## [DOCUMENT EXTRACT]
▼▼▼

You must submit an ELECTRONIC COPY of your source program through Pilot before the due date. If Pilot is unavailable, submit your source code by email to meilin.liu@wright.edu.
Submit all your source codes, a README file, a report, and any other required files. In the README file, explain how to compile and run your programs clearly. In your report, state whether your programs have all the functionalities required in the project description. Clearly mention any functionalities not implemented in your program. If your program works correctly, include screenshots in your report. Your submitted file name should include your last name, for example, Liu_Project1.cpp, Liu_Project1_Report, Liu_Project1_ReadMe, etc. All submitted project files should include: Course Number / Course Title, your name, group member’s name, professor’s name, date, and the project name. If you do not include these required contents in your submitted files, then 5 points will be deducted.

▲▲▲

Dataset records on object locations
▼▼▼

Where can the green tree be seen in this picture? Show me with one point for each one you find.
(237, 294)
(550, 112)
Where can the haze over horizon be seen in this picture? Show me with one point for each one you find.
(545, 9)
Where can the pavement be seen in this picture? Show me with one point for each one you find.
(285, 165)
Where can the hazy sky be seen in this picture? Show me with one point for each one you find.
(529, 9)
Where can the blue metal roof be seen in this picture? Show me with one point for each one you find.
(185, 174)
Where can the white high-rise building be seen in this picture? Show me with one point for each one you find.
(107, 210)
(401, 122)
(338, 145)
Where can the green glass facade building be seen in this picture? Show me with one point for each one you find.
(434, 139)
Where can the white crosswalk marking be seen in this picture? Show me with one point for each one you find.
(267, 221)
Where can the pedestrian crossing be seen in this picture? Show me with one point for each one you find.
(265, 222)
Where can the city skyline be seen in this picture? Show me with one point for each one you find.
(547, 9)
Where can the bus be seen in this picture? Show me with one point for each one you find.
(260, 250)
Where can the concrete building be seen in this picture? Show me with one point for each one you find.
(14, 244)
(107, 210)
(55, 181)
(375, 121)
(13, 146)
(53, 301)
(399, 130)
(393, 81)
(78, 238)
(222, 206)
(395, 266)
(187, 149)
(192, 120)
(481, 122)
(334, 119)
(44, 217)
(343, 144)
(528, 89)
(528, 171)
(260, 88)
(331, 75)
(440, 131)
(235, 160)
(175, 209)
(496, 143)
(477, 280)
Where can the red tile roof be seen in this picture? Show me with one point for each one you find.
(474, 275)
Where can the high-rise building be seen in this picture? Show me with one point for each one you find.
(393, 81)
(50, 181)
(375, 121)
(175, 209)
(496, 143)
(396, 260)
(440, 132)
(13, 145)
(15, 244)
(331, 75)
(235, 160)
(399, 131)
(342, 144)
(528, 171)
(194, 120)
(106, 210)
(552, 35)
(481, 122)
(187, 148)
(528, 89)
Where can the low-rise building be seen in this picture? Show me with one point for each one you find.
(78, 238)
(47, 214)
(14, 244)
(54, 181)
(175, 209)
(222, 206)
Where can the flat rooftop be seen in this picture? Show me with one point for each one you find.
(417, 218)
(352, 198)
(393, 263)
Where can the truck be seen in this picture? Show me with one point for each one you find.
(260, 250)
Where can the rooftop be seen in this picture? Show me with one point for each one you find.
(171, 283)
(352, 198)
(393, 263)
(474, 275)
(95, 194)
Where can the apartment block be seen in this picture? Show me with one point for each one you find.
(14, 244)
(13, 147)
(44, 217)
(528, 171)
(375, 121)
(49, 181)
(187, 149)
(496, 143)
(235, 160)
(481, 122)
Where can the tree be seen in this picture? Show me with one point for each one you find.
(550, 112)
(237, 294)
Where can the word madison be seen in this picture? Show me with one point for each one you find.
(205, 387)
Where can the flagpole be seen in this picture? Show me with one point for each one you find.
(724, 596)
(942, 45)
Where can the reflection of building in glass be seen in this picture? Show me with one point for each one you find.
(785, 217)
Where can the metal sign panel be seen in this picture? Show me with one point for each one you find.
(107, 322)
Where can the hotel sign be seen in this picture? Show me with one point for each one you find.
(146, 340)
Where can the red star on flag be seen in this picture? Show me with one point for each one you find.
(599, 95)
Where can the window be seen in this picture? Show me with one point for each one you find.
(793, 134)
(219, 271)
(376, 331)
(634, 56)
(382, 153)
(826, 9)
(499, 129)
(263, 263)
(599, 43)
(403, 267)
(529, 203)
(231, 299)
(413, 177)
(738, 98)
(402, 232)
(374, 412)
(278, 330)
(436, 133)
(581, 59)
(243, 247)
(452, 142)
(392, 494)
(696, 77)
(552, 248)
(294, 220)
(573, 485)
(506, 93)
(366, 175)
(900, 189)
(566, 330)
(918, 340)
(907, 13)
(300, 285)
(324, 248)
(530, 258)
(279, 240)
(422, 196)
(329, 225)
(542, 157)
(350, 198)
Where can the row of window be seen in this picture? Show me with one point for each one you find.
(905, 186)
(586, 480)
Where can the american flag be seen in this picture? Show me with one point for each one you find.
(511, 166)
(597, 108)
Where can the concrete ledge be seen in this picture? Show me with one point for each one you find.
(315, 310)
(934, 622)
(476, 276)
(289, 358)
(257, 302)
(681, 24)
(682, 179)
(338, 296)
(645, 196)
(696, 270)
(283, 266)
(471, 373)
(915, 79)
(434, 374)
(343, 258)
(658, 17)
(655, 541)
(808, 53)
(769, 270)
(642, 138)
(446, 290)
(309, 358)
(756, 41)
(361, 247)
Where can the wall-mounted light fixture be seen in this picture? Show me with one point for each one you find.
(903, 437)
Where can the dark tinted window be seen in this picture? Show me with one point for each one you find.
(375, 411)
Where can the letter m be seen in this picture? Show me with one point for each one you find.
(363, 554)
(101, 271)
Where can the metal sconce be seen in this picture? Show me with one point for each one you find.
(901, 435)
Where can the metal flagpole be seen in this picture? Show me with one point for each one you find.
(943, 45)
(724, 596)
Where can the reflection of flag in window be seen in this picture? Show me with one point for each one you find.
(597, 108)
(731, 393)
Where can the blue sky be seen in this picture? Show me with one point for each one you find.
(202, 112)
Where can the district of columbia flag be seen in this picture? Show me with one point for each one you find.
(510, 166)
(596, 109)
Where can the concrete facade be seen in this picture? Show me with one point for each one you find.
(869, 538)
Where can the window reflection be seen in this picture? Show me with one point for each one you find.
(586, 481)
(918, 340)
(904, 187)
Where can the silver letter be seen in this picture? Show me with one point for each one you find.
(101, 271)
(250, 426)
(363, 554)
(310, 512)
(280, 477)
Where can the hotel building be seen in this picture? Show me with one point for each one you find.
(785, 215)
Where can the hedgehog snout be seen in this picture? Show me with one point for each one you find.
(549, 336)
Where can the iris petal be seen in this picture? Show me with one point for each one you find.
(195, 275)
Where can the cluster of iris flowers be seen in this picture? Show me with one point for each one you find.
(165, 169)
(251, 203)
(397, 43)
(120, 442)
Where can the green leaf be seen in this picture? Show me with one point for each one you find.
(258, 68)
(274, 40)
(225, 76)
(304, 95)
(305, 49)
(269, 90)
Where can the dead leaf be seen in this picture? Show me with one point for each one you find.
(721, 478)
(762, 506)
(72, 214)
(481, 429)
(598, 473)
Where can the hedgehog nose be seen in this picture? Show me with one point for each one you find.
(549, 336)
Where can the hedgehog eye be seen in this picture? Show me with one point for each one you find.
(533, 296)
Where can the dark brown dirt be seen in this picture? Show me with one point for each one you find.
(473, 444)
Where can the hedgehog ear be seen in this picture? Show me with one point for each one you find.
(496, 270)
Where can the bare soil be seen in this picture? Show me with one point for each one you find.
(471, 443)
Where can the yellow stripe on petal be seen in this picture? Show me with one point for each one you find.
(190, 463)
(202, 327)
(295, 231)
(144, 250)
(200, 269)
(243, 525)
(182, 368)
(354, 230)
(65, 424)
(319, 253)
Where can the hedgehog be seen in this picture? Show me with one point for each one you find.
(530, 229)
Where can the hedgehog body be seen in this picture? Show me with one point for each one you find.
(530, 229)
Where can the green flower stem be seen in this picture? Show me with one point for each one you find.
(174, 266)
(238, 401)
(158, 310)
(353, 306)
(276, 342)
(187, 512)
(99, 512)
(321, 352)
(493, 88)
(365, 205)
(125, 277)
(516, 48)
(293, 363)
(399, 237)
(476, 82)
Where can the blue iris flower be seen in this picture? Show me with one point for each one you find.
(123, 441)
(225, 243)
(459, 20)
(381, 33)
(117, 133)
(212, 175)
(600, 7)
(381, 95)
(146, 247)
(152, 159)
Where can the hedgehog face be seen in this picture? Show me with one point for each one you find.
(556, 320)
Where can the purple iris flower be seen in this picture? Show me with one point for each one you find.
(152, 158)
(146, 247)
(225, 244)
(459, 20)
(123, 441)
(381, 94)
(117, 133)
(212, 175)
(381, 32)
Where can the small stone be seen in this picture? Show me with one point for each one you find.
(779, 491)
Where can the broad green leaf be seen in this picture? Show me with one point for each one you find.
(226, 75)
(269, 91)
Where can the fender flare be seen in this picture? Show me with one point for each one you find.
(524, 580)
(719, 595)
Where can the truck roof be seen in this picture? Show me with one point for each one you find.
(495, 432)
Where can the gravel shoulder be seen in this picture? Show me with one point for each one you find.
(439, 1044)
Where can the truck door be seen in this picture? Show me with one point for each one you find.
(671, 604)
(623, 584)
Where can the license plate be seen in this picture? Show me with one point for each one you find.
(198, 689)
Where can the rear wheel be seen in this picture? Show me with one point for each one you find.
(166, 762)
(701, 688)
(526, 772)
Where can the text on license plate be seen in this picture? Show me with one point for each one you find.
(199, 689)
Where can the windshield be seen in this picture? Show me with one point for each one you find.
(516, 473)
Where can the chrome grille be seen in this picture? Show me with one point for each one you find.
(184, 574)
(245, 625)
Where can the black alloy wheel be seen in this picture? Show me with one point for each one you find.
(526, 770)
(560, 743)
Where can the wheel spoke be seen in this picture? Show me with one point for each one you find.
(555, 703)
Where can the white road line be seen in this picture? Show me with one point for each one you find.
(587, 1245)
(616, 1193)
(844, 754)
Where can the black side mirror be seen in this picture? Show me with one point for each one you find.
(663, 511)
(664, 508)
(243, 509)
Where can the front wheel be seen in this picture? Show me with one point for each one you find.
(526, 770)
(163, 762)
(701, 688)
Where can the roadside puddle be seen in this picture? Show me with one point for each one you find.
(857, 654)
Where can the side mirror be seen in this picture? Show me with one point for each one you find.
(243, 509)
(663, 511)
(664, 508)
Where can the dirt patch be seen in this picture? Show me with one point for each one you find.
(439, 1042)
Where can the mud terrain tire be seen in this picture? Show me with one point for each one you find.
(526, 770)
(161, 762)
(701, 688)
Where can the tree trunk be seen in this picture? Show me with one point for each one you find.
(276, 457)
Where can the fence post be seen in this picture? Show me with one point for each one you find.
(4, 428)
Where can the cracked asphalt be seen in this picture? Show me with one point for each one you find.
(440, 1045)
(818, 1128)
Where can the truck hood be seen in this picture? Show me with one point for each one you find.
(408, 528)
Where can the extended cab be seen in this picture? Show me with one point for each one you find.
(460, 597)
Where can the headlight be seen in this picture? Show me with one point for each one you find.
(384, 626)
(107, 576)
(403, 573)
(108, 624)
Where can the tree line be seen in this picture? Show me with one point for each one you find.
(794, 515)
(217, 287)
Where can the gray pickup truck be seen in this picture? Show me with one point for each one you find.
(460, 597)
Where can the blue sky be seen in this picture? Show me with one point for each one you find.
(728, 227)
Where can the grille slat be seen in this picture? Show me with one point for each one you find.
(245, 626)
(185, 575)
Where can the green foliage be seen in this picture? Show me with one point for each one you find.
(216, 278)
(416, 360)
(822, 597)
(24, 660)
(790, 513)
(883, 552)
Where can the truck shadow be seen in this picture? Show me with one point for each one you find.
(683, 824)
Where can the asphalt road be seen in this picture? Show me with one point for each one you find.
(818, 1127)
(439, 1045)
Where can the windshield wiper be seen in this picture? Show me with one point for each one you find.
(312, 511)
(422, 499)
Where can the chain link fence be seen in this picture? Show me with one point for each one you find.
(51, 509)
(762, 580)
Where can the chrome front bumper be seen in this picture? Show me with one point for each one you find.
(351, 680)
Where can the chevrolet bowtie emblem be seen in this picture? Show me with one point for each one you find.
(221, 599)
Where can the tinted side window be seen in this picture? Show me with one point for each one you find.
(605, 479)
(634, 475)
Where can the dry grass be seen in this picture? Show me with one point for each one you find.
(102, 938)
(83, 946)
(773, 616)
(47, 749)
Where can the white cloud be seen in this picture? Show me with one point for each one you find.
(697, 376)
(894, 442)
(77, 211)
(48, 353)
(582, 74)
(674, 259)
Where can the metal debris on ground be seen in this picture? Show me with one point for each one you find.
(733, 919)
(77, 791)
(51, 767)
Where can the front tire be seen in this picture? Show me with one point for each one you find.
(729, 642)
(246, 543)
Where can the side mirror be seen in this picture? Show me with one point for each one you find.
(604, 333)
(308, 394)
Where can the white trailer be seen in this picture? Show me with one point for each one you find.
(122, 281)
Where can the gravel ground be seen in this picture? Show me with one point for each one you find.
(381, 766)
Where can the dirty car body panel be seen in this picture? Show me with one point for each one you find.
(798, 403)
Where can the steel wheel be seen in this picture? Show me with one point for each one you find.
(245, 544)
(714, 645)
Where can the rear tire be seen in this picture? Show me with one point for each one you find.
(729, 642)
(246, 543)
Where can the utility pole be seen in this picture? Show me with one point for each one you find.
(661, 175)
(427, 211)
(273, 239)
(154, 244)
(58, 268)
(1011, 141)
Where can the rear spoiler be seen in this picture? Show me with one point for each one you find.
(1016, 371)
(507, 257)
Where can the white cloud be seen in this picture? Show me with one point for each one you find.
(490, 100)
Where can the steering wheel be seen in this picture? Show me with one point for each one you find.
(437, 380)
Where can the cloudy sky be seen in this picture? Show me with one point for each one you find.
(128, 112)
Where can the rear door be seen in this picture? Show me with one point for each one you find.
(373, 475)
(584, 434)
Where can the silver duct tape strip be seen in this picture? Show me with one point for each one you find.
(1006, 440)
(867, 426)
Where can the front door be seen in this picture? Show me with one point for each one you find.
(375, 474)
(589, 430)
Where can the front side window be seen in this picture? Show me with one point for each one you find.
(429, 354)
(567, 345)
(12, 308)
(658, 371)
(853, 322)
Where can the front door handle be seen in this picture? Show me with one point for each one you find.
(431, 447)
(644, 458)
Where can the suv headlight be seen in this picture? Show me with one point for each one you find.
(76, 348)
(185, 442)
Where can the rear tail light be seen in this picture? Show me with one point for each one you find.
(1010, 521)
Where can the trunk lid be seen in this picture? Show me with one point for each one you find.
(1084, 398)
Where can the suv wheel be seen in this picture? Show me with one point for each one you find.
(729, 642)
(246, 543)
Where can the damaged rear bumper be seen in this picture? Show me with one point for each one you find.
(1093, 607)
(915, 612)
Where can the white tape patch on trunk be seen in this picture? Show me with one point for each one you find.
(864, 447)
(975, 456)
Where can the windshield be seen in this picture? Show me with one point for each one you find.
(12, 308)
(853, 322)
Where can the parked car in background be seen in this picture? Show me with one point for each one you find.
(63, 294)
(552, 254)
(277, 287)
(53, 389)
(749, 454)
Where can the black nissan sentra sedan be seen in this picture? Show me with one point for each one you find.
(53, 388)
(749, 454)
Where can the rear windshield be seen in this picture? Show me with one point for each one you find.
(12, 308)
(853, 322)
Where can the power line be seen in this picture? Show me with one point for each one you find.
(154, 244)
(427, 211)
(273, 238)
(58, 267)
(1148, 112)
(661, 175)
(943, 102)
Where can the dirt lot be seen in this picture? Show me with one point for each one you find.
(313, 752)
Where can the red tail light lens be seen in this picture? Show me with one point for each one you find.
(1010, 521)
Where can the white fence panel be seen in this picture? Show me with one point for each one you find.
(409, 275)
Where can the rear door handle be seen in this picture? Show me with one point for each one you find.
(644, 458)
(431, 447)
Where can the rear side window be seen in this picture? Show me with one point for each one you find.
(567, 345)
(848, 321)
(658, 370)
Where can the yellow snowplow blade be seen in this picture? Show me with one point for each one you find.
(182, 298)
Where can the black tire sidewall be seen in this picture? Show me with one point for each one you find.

▲▲▲

## [REQUIRED TASKS]
1/ According to the project submission instructions, where should source code be sent if Pilot is unavailable?
2/ Extend the project submission instructions past their final sentence.

## [TASK-BY-TASK ANSWERS]
1/ It should be sent by email to meilin.liu@wright.edu.

2/
The grader or the instructor will test your programs under the CUDA environment on the Linux server, fry.cs.wright.edu. Before submitting your program, connect to this server using your campus ID to test it. I have demonstrated how to compile and execute a CUDA program on this server. If you have questions, let me know.
The programming assignment is individual. You must finish the project by yourself. If you allow others to copy your programs or answers, you will receive the same punishment as those who copy yours.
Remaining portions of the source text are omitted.